═════ Source text ═════
Reference for the excitation interface, its algorithms, and the quasiparticle state types it produces. For a task-oriented walkthrough see the how-to guides. The full, canonical docstrings for the whole package live in the Library index.

Interface

MPSKit.excitations Function
julia
excitations(H, algorithm::QuasiparticleAnsatz, ψ::FiniteQP, [left_environments],
            [right_environments]; num = 1) -> (energies, states)
excitations(H, algorithm::QuasiparticleAnsatz, ψ::InfiniteQP, [left_environments],
            [right_environments]; num = 1) -> (energies, states)
excitations(H, algorithm::FiniteExcited, ψs::NTuple{<:Any, <:FiniteMPS};
            num = 1, init) -> (energies, states)
excitations(H, algorithm::ChepigaAnsatz, ψ::FiniteMPS, [envs];
            num = 1, pos = length(ψ) ÷ 2) -> (energies, states)
excitations(H, algorithm::ChepigaAnsatz2, ψ::FiniteMPS, [envs];
            num = 1, pos = length(ψ) ÷ 2) -> (energies, states)

Compute the first excited states and their energy gap above a ground state.

Arguments

  • H::AbstractMPO: operator for which to find the excitations

  • algorithm: optimization algorithm

  • ψ::QP: initial quasiparticle guess

  • ψs::NTuple{N, <:FiniteMPS}: N first excited states

  • [left_environments]: left ground state environment

  • [right_environments]: right ground state environment

Keyword Arguments

  • num::Int: number of excited states to compute

  • solver: algorithm for the linear solver of the quasiparticle environments

  • init: initial excited state guess; defaults to a copy of the first state in ψs

  • pos: position of perturbation

source

Algorithms

MPSKit.QuasiparticleAnsatz Type
julia
struct QuasiparticleAnsatz{A, E} <: MPSKit.Algorithm

Optimization algorithm for quasi-particle excitations on top of MPS groundstates.

Constructors

julia
QuasiparticleAnsatz()
QuasiparticleAnsatz(; kwargs...)
QuasiparticleAnsatz(alg)

Create a QuasiparticleAnsatz algorithm with the given eigensolver, or by passing the keyword arguments to Arnoldi.

Fields

  • alg::Any: algorithm used for the eigenvalue solvers

  • alg_environments::Any: algorithm used for the quasiparticle environments

See also

Used as the algorithm argument of excitations.

References

source
MPSKit.FiniteExcited Type
julia
struct FiniteExcited{A} <: MPSKit.Algorithm

Variational optimization algorithm for excitations of finite MPS by minimizing the energy of

Fields

  • gsalg::Any: optimization algorithm

  • weight::Float64: energy penalty for enforcing orthogonality with previous states

See also

Used as the algorithm argument of excitations.

source
MPSKit.ChepigaAnsatz Type
julia
struct ChepigaAnsatz{A<:KrylovKit.KrylovAlgorithm} <: MPSKit.Algorithm

Single-site optimization algorithm for excitations on top of MPS groundstates.

Constructors

julia
ChepigaAnsatz()
ChepigaAnsatz(; kwargs...)
ChepigaAnsatz(alg)

Create a ChepigaAnsatz algorithm with the given eigensolver, or by passing the keyword arguments to Arnoldi.
═════ Information shown ═════
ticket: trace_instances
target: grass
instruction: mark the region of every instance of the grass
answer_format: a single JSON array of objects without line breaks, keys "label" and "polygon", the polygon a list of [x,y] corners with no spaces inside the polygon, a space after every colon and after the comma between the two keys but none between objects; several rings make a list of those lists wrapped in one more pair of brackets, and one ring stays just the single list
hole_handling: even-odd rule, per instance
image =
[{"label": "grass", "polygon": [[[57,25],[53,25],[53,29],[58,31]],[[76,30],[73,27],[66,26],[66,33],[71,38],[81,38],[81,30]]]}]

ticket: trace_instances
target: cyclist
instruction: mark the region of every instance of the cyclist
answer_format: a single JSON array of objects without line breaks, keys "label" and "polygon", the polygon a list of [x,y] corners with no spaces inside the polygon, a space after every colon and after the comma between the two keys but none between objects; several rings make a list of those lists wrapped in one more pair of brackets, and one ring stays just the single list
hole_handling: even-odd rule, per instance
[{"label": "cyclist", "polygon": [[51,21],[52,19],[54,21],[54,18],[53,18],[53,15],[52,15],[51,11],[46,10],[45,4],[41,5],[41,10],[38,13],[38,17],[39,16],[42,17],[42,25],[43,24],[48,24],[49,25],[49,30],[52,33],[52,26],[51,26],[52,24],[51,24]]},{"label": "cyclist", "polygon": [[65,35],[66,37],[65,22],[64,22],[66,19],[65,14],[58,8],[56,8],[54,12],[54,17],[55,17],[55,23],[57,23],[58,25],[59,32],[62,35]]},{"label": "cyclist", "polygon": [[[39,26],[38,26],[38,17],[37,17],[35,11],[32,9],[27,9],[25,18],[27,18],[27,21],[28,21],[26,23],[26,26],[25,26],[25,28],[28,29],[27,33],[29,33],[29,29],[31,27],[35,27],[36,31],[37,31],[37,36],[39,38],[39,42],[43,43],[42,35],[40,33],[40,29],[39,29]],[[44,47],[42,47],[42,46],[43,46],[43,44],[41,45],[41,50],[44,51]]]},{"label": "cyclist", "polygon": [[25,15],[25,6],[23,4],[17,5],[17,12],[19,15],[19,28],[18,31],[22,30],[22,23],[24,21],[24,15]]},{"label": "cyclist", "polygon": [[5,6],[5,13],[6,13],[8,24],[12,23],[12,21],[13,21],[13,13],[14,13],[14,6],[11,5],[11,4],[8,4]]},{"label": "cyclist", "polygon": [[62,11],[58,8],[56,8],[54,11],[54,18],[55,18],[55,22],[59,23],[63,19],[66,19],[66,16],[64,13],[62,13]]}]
═════
§ **Your tasks**
a) Update the excitations reference, beginning at the words "MPSKit.excitations Function" and stopping after "init) -> (energies, states)", with "InfiniteQP" changed to "InfiniteQPState".
b) Go on with the MPSKit excitations reference from its last line.
These entries stand apart from the excitations reference and are not part of it.

§ **Exercise answers**
a)
MPSKit.excitations Function
julia
excitations(H, algorithm::QuasiparticleAnsatz, ψ::FiniteQP, [left_environments],
            [right_environments]; num = 1) -> (energies, states)
excitations(H, algorithm::QuasiparticleAnsatz, ψ::InfiniteQPState, [left_environments],
            [right_environments]; num = 1) -> (energies, states)
excitations(H, algorithm::FiniteExcited, ψs::NTuple{<:Any, <:FiniteMPS};
            num = 1, init) -> (energies, states)

b)
Fields

  • alg::KrylovKit.KrylovAlgorithm: algorithm used for the eigenvalue solvers

See also

Used as the algorithm argument of excitations.

References

source
MPSKit.ChepigaAnsatz2 Type
julia
struct ChepigaAnsatz2{A<:KrylovKit.KrylovAlgorithm} <: MPSKit.Algorithm

Two-site optimization algorithm for excitations on top of MPS groundstates.

Constructors

julia
ChepigaAnsatz2()
ChepigaAnsatz2(; kwargs...)
ChepigaAnsatz2(alg, trscheme)

Create a ChepigaAnsatz2 algorithm with the given eigensolver and truncation, or by passing the keyword arguments to Arnoldi.

Fields

  • alg: algorithm used for the eigenvalue problem, defaults to Arnoldi(; krylovdim = 30, tol = 1.0e-10, eager = true)

  • trscheme: truncation scheme used when splitting the optimized two-site tensor, defaults to notrunc()

See also

Used as the algorithm argument of excitations.

References

source

Quasiparticle states

These are the ansatz states produced by, and passed to, excitations on top of a ground state.

MPSKit.QP Type
julia
QP{S, T1, T2}

Union of the quasiparticle excitation ansätze LeftGaugedQP and RightGaugedQP. It is used for dispatch and to share their gauge-independent interface; it is not a concrete type and cannot be constructed on its own. The internal aliases FiniteQP and InfiniteQP further restrict the ground-state type to FiniteMPS or InfiniteMPS respectively.

source
MPSKit.LeftGaugedQP Type
julia
struct LeftGaugedQP{S, T1, T2, E<:Number}

Left-gauged quasiparticle excitation ansatz on top of a matrix product state ground state. The excitation is parametrized through the left-gauge nullspace of the ground-state tensors, and the object behaves as a vector so it can be handed directly to the iterative eigensolvers used by excitations.

For a FiniteMPS ground state this represents a finite (localized) quasiparticle; for an InfiniteMPS ground state it represents a momentum eigenstate with the given momentum. When left_gs !== right_gs the ansatz describes a domain wall between the two ground states.

Constructors

julia
LeftGaugedQP(datfun, left_gs, right_gs = left_gs; sector, momentum = 0.0)

These states are normally produced by excitations with a QuasiparticleAnsatz rather than constructed directly. When constructing manually, datfun initializes the variational tensors (e.g. rand/randn), sector selects the charge sector of the excitation, and momentum sets the momentum for infinite ground states.

Fields

  • left_gs, right_gs: the ground state(s) the excitation lives on; distinct values yield a domain wall.

  • VLs: left-nullspace tensors of the ground-state AL (satisfying AL' * VL == 0).

  • Xs: the variational parameters of the ansatz.

  • momentum: the excitation momentum (used for infinite ground states).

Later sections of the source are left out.